Aim:
Copy the material below word for word, with the pictures left out.
··· Entries shown
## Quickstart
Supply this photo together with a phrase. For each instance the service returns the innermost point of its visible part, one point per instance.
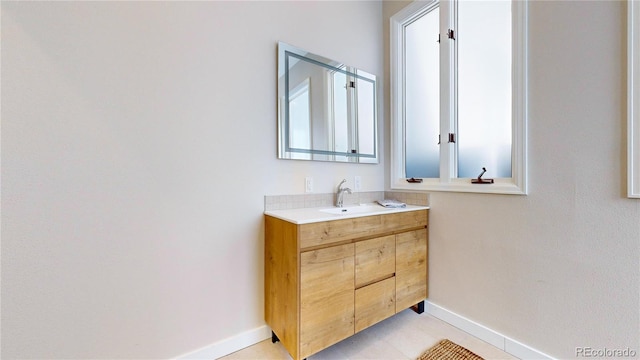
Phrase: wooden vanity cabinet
(326, 281)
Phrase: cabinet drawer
(375, 259)
(375, 303)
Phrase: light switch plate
(357, 183)
(308, 184)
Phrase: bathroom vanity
(331, 275)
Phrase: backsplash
(284, 202)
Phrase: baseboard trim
(484, 333)
(238, 342)
(230, 344)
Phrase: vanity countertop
(312, 215)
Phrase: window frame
(517, 184)
(633, 101)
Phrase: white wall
(559, 268)
(138, 141)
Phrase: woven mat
(448, 350)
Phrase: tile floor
(403, 336)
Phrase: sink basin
(357, 209)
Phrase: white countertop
(311, 215)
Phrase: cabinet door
(375, 303)
(375, 260)
(411, 268)
(326, 297)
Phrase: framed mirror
(327, 111)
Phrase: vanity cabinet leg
(419, 307)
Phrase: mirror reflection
(327, 110)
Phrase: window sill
(500, 186)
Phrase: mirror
(327, 111)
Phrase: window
(458, 73)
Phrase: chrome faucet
(340, 193)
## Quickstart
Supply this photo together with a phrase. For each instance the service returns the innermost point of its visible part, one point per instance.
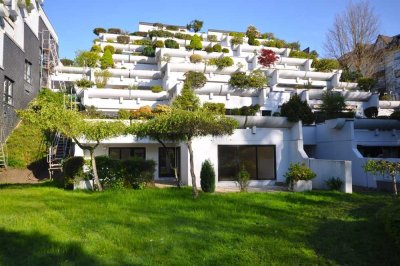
······
Exercise response:
## Quickstart
Supply this photo together with a phrase. For each instance the service returns the innermost point of its visible part, one point per instance.
Phrase: wooden vanity cabinet
(326, 281)
Phrase: cabinet drawer
(375, 259)
(375, 303)
Phrase: light switch plate
(357, 183)
(308, 184)
Phrase: bathroom vanity
(331, 275)
Phrase: backsplash
(284, 202)
Phrase: baseboard trim
(484, 333)
(238, 342)
(230, 344)
Phrase: vanity countertop
(312, 215)
Phrase: window frame
(517, 184)
(633, 101)
Phrase: white wall
(559, 268)
(138, 141)
Phrase: woven mat
(448, 350)
Phrase: tile floor
(403, 336)
Phrase: sink basin
(357, 209)
Phrase: white countertop
(311, 215)
Phrase: cabinet door
(375, 303)
(375, 260)
(411, 268)
(326, 297)
Phrase: framed mirror
(327, 111)
Phrase: vanity cabinet leg
(419, 307)
Phrase: mirror reflection
(327, 110)
Phrase: window sill
(500, 186)
Phrase: mirror
(327, 111)
Phrase: window
(458, 73)
Phrase: chrome faucet
(340, 193)
## Quickstart
Supply this photo together with a phrase. For each instance the service returns the innermost point of its visible part, one point per instance.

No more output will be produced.